Segment Start: Data for review
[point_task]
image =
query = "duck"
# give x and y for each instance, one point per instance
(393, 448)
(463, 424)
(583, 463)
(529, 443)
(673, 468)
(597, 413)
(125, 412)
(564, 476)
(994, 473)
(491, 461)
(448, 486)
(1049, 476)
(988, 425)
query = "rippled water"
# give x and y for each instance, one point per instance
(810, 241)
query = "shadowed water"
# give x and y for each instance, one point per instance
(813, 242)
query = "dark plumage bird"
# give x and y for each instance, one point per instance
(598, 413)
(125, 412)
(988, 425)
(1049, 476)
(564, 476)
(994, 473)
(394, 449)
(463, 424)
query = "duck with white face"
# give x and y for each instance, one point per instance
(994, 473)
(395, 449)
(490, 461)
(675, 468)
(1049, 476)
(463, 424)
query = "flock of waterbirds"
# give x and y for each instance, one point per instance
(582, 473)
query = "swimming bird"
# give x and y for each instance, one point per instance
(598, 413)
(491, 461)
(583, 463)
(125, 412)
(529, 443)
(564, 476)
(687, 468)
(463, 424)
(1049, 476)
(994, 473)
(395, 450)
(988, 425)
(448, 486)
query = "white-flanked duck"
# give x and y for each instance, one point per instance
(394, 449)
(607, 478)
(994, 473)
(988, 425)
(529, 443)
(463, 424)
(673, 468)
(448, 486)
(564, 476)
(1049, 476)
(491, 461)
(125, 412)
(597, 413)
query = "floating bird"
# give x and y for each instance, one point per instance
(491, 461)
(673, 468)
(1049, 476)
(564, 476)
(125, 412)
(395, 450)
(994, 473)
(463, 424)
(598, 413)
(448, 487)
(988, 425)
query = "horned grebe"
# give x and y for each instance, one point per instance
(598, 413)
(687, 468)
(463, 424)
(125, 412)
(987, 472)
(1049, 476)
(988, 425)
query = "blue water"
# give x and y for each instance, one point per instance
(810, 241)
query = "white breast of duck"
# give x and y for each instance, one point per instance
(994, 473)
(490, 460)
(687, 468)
Segment End: Data for review
#### Exercise details
Every line from the data above that contains "white" must appear in the answer.

#### Exercise answer
query = "duck with white face"
query = "white-flanked duck"
query = "white breast of duck"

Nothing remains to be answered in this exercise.